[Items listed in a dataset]

****************************************

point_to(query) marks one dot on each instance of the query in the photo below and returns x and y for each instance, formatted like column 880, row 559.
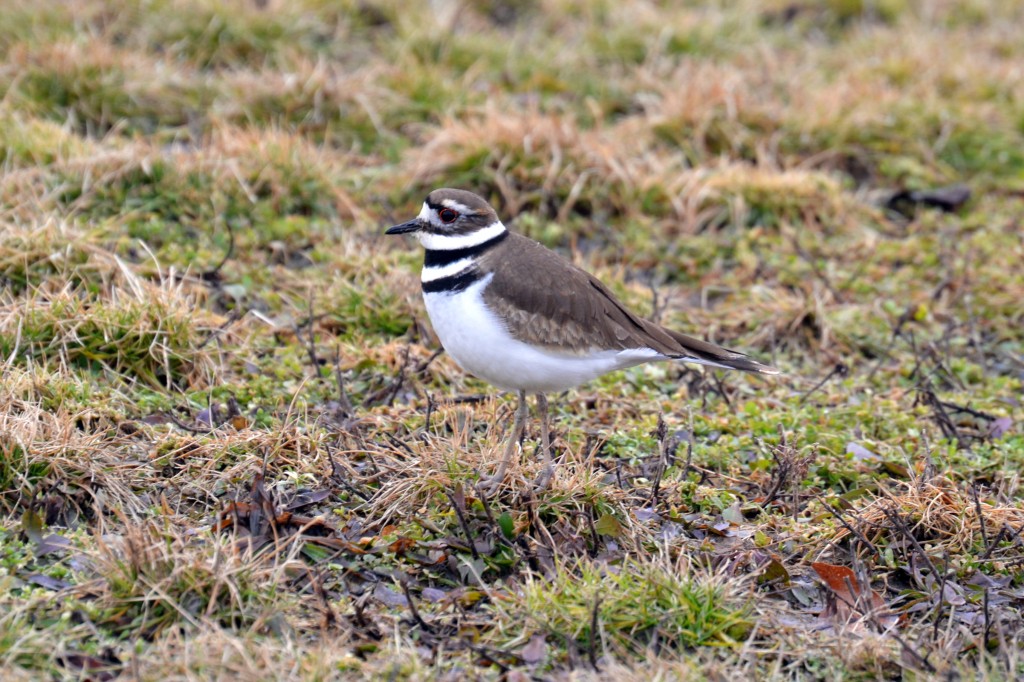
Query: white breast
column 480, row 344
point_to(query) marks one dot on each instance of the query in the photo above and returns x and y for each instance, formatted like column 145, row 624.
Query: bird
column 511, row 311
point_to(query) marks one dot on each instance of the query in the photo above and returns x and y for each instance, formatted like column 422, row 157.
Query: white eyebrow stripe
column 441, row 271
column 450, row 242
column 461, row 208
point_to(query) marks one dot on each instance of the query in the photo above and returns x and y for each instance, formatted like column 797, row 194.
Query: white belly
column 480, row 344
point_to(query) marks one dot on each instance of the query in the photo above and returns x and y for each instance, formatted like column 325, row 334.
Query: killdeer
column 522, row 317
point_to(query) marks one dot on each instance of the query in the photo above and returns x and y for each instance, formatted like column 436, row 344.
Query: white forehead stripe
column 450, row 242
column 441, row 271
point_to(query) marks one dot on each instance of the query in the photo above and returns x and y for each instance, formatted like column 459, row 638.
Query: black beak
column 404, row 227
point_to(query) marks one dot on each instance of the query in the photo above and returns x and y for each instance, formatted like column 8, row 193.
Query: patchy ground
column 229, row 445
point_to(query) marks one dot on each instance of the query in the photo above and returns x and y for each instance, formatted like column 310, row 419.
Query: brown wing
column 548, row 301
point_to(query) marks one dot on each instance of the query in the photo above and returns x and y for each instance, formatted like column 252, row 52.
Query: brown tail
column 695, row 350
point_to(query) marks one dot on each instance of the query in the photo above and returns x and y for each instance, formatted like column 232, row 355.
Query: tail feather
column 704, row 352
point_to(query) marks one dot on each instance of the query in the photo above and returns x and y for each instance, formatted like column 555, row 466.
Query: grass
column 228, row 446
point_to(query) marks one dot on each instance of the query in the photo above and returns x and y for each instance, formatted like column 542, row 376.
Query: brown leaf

****************************************

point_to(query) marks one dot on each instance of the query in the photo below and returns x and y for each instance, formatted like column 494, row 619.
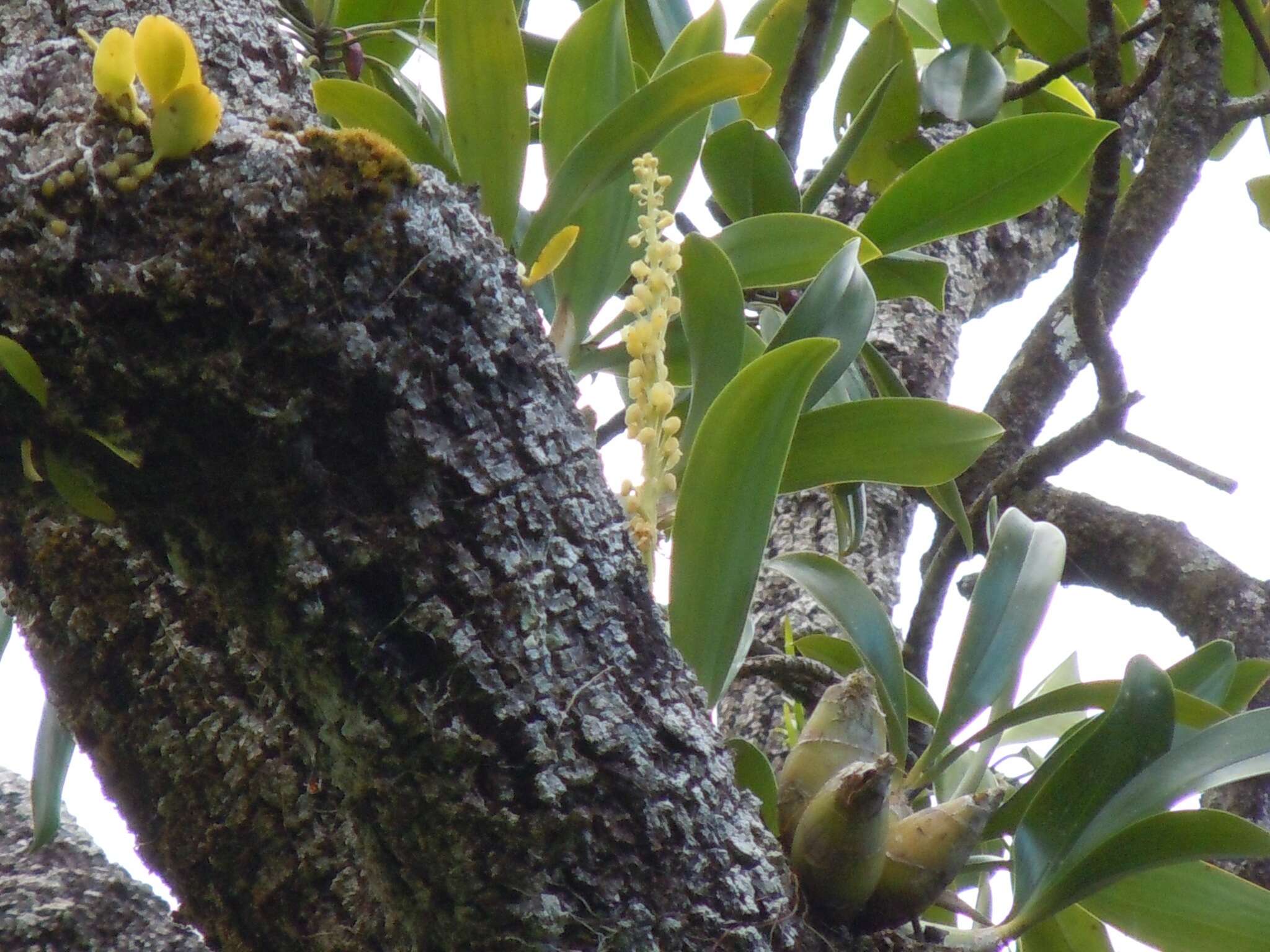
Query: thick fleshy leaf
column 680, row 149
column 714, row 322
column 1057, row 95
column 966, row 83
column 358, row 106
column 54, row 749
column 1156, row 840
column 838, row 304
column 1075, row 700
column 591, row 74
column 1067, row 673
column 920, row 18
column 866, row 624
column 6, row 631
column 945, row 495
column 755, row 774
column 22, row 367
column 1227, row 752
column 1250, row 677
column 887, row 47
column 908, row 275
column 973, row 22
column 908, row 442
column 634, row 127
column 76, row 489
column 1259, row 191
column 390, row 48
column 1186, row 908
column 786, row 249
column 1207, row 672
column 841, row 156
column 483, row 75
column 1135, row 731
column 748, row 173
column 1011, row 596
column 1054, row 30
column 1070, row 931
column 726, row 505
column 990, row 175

****************************************

§ **THE TASK**
Retype exactly the lines above, from the one with "Query: white breast" through the one with "325, row 334.", inclusive.

§ **RESULT OF THE EXERCISE**
Query: white breast
column 480, row 344
point_to(query) marks one dot on each instance of the query in the photo above and returns x and y for each instance, formatted like column 145, row 624.
Query: bird
column 511, row 311
point_to(query) marks one dot on each instance of the query in the photo above and returns x and y for each instance, formatted like column 422, row 157.
Query: white eyebrow stripe
column 441, row 271
column 450, row 242
column 461, row 208
point_to(query) marks one dot on each instance of the query in the photo above and returns x and y for each instance, formatted like column 797, row 194.
Query: white belly
column 480, row 344
point_to(query) marks one dot on each instance of the query in the photo above and returns x and y for each instance, formatted like column 325, row 334.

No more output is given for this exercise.